## PASSAGE
++++++++++

Okino and the North Dakota school, in a one-game elimination tournament, would’ve had to win four games in five days.

“With 14 seniors and everything to lose, it would’ve been an exciting tournament,” he says.

Okino says as the playoffs got closer, the intensity heightened in the Division 1 action. Players put in extra to win the puck battle, or get the shot on net, and the physicality increases.

“Playoff hockey can bring out the best and worst of players, it’s a special moment to be in,” he says.

The six-foot-one, 200 pound defenceman closed out his collegiate career with a respectable season. He nearly reached 100 career points. He went into the campaign with personal goals to achieve, which included improving his defensive game. That goal resulted in the best plus/minus in his career at plus-seven. Okino improved all-round as a player.

“My shot is a bit harder and more accurate, hockey-sense has evolved,” he says. “I believe any of that comes with practice, and four years of that will help. As a person I’ve matured, gained experiences, made mistakes and tried to learn from them. Also, living in -40 winters will add a few layers of character.”

Four years of college hockey was great for Okino. It allowed him to keep playing hockey and earn a degree in information technology. Once he obtains his degree, he will move back home after seven years. His plan is to seek employment in IT, but also had interest in an officiating career. He also developed life-long friendships and reflects knowing how lucky he was every day to be there.

One of his memorable experiences with the Jimmies was playing in two outdoor games in 2019 and 2020. The most recent was against their rivals Minot State.

“There was a ton of snow which made it difficult to play, but added to the experience,” he says. “The event, Hockey Day in North Dakota, has been hosted by our campus. Both years we got to play outdoors right at school, in front of fellow students and family.”

Okino went to Jamestown, following three seasons (2013-16) with the Chase Heat of the Kootenay International Junior Hockey League. It was the first time being away from home. Okino says the KIJHL helped prepare him for living on his own.

“I think this was the best preparation, because nothing prepares you for it,” he says. “On the hockey spectrum, the number of games we played and how much we practiced (five times a week) definitely prepared me for the college level.”

++++++++++

## RECORD EXTRACTS
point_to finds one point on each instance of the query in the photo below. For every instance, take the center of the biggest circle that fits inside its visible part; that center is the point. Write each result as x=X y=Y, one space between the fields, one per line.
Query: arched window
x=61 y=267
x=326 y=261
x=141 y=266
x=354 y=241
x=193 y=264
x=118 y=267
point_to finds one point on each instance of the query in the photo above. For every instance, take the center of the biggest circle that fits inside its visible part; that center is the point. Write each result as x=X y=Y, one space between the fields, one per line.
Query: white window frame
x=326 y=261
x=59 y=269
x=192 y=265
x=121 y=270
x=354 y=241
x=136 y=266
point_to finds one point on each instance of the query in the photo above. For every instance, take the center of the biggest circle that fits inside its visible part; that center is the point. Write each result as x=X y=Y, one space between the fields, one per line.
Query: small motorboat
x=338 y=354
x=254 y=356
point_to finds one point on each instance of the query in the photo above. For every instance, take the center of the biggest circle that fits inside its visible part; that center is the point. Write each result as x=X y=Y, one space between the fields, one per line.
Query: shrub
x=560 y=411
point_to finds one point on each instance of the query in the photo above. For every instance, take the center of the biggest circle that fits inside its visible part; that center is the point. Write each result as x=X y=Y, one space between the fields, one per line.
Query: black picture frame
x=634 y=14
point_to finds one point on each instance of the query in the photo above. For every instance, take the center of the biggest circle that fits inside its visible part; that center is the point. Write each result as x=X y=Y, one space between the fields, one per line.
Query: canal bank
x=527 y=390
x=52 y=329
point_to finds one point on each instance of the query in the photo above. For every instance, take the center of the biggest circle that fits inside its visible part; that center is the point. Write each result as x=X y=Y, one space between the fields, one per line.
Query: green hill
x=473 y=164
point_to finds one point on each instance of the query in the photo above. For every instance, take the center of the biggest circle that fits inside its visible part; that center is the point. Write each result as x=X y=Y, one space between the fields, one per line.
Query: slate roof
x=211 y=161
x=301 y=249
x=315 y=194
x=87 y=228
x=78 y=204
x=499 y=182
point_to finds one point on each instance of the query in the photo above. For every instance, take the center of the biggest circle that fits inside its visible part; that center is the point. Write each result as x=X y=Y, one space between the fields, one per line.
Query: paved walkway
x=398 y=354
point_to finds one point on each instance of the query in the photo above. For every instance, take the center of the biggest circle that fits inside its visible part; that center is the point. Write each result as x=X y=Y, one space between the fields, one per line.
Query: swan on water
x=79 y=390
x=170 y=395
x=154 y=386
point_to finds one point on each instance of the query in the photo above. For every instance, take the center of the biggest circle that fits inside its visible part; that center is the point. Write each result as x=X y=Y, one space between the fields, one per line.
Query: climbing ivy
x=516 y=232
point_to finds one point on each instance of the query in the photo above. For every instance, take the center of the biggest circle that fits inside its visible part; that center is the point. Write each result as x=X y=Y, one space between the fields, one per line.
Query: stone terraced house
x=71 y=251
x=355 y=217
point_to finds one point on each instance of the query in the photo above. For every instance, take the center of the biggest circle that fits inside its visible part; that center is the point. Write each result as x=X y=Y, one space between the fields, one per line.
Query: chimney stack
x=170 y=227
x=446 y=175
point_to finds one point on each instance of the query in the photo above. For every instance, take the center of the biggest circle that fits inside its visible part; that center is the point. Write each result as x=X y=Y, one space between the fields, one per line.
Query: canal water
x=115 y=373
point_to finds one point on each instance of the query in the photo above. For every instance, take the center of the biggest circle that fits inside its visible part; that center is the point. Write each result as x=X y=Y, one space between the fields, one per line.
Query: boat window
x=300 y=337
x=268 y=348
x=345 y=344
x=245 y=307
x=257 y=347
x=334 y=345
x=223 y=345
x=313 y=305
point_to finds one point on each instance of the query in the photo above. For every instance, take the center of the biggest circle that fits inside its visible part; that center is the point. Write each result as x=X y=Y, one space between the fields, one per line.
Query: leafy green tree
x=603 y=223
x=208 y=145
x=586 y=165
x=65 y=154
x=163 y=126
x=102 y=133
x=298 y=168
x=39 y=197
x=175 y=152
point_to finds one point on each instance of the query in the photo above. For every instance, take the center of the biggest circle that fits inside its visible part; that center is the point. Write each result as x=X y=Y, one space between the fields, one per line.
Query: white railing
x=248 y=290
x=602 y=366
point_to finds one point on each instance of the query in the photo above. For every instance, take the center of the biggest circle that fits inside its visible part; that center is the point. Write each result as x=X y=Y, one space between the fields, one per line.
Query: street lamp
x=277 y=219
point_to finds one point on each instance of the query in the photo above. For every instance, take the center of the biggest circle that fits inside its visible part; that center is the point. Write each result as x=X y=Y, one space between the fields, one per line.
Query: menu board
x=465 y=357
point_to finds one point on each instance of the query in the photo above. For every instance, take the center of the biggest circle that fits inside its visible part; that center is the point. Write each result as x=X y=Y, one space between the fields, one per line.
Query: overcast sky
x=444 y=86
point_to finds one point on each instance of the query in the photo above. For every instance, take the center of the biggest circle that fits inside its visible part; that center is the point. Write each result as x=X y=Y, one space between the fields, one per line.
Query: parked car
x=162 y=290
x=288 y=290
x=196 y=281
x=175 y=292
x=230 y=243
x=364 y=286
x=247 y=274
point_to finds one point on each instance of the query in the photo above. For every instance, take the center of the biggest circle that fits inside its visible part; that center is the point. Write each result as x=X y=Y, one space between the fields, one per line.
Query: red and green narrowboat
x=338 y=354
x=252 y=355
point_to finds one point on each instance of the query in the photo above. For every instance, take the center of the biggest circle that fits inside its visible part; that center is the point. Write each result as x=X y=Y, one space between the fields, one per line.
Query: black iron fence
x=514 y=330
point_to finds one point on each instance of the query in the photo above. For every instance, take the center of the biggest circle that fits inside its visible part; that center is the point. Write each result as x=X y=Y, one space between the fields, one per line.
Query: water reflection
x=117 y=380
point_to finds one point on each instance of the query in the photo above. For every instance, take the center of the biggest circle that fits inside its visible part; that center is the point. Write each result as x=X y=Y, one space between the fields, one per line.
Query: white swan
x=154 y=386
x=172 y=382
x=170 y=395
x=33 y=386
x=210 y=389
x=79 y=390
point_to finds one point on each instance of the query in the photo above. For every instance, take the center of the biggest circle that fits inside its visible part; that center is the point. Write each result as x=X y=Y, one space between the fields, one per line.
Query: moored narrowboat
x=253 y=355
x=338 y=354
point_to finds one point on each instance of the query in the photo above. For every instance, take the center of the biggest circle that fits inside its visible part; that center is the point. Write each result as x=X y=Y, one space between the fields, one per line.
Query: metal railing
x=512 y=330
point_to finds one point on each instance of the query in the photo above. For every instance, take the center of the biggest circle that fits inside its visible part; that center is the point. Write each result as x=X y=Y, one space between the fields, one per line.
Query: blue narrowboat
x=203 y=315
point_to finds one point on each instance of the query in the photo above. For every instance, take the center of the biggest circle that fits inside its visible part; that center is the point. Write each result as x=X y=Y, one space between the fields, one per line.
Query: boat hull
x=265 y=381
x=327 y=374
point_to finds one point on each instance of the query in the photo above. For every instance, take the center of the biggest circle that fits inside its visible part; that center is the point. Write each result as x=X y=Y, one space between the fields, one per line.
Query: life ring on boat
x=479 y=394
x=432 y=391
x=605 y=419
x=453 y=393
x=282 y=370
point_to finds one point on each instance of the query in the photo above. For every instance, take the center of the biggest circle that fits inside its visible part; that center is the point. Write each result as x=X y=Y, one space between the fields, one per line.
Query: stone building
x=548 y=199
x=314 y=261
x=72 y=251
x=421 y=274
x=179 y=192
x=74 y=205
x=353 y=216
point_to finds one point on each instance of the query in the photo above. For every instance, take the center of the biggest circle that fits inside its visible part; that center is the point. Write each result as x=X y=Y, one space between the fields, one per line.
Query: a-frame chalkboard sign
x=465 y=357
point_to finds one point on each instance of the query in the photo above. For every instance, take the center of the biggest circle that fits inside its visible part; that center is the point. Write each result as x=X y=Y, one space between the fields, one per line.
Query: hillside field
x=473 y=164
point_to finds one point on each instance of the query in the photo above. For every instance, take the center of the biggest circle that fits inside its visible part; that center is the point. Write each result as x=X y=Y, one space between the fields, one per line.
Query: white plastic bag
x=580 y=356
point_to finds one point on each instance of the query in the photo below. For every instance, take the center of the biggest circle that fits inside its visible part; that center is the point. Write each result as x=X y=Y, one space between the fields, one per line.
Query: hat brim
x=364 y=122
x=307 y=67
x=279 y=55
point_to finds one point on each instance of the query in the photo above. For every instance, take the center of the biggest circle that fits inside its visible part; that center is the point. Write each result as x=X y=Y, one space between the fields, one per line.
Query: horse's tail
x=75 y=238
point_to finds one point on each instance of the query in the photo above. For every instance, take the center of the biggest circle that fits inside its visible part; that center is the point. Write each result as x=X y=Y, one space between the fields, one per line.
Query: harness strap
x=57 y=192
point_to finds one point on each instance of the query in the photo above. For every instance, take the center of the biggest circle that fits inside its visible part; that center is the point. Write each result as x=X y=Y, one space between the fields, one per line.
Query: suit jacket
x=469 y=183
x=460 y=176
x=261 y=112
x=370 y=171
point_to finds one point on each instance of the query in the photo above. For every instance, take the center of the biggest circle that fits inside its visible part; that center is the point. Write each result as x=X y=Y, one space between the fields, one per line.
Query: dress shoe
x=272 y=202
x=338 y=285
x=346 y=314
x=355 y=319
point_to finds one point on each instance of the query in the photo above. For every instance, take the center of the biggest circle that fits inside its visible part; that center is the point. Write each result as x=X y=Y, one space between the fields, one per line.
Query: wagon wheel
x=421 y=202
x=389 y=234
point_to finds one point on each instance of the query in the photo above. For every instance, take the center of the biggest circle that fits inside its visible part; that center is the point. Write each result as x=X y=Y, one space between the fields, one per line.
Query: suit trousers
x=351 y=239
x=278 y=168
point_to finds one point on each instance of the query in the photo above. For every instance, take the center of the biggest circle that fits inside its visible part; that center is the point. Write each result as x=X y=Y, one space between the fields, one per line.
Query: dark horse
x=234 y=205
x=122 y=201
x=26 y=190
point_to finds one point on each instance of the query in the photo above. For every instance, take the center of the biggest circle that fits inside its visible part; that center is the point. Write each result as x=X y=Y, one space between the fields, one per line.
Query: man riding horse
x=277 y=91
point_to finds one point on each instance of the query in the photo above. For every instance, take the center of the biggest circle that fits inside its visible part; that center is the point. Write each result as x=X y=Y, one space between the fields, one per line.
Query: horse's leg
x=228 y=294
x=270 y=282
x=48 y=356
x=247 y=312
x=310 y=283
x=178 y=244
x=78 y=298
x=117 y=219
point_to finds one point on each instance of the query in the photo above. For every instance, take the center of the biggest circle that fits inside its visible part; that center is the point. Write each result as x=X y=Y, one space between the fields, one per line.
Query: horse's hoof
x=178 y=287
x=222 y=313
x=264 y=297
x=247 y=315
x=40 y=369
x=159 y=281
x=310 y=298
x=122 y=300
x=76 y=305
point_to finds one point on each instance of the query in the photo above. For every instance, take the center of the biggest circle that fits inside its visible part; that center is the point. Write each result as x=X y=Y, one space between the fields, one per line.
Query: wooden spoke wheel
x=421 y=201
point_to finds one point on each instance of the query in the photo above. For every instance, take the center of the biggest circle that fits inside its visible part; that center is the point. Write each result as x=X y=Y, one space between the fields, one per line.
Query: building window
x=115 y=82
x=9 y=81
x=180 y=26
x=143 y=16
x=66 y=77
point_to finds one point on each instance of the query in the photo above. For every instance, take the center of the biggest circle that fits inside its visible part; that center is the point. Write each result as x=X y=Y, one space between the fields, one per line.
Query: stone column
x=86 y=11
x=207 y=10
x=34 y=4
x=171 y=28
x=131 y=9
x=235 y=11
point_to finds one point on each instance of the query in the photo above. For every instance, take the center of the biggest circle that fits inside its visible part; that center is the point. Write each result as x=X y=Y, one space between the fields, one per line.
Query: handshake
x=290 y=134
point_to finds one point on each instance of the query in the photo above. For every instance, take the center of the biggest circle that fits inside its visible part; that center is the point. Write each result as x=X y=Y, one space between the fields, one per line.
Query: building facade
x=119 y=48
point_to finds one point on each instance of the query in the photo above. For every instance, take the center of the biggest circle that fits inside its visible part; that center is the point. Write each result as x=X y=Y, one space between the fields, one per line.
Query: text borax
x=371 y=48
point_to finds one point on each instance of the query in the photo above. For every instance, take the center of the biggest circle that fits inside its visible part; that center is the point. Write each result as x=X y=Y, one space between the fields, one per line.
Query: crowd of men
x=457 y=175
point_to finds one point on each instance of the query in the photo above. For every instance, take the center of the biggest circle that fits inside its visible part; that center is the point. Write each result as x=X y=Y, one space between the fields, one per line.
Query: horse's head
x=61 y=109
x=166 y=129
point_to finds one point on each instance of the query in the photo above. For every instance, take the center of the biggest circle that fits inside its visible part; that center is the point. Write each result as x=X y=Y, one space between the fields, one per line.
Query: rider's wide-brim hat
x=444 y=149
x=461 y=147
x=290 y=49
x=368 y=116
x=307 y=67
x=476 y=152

++++++++++

## INSTRUCTIONS
A) In the passage on Okino, what was the best plus/minus of his career?
B) Write out the passage on Okino from "Okino says as" to "as a player.", swapping "defenceman" for "blueliner".
The listing is separate material, apart from the passage on Okino.

## RESULTS BY TASK
A) Plus-seven.

B)
Okino says as the playoffs got closer, the intensity heightened in the Division 1 action. Players put in extra to win the puck battle, or get the shot on net, and the physicality increases.

“Playoff hockey can bring out the best and worst of players, it’s a special moment to be in,” he says.

The six-foot-one, 200 pound blueliner closed out his collegiate career with a respectable season. He nearly reached 100 career points. He went into the campaign with personal goals to achieve, which included improving his defensive game. That goal resulted in the best plus/minus in his career at plus-seven. Okino improved all-round as a player.